→ Задание
Перепишите все строки приведенных ниже записей целиком, сместив на 93 каждое число в координатах точек из ответов. Изображения в ответ не включайте.

┌─ Предоставленные данные

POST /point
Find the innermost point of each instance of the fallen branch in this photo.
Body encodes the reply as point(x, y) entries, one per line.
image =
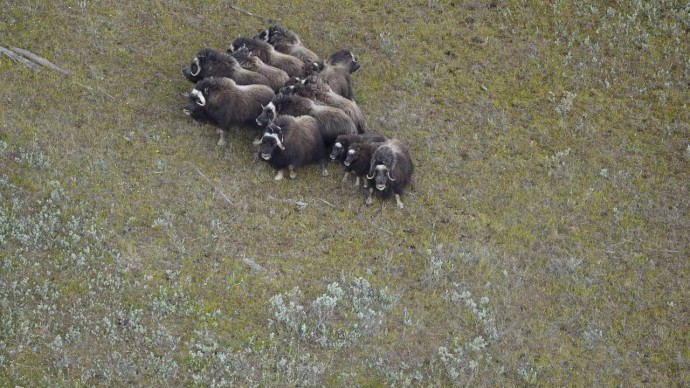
point(17, 58)
point(40, 60)
point(236, 8)
point(253, 265)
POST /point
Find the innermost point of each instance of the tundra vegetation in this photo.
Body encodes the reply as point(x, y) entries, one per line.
point(544, 239)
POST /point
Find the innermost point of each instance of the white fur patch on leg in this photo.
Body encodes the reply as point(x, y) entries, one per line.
point(221, 141)
point(397, 199)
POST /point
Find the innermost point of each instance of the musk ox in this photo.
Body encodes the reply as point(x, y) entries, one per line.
point(211, 63)
point(390, 170)
point(314, 88)
point(225, 103)
point(358, 159)
point(332, 121)
point(335, 71)
point(288, 42)
point(292, 142)
point(269, 55)
point(277, 78)
point(343, 143)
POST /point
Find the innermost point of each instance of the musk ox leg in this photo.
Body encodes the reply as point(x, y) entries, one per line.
point(222, 141)
point(397, 199)
point(369, 198)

└─

→ Ответ на задание
POST /point
Find the innermost point of each instance of the fallen branch in this photo.
Body encodes the reply as point(x, y) entries, one per line.
image =
point(110, 151)
point(133, 153)
point(329, 101)
point(346, 358)
POST /point
Find the innermost point of each instance of the tundra vegetation in this photo.
Body encodes the reply as point(x, y) entries, one per line.
point(637, 332)
POST /point
Find the innermost point of each instance of the white fur patch on leg in this photo.
Body encodes the reply as point(x, y) entries, one per line.
point(314, 234)
point(490, 292)
POST /point
Find the innermost point of each instance of the musk ox in this photo.
Body encodes the reply as point(x, y) entries, one per line.
point(304, 156)
point(483, 263)
point(407, 181)
point(318, 196)
point(451, 252)
point(425, 214)
point(428, 164)
point(381, 135)
point(385, 235)
point(362, 148)
point(370, 171)
point(436, 236)
POST /point
Find the innermost point of each instance of the musk ox leg in this photo.
Body encodes the reply as point(x, y) entries, one per line.
point(315, 234)
point(490, 292)
point(462, 291)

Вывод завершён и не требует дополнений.